-- Start THE RECORDS --
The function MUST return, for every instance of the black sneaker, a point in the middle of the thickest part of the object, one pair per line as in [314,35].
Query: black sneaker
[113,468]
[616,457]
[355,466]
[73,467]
-- End THE RECORDS --
**WORK REQUIRED**. Rewrite the lines above, changing each "sneaker" to "shoe" and leaving everything else untouched.

**ANSWER TO THIS PROBLEM**.
The function MUST return, for every instance of the black shoe, a point in the middle of the thickest part of the object, one pair per line as in [314,35].
Query: black shoe
[113,468]
[616,457]
[355,466]
[73,467]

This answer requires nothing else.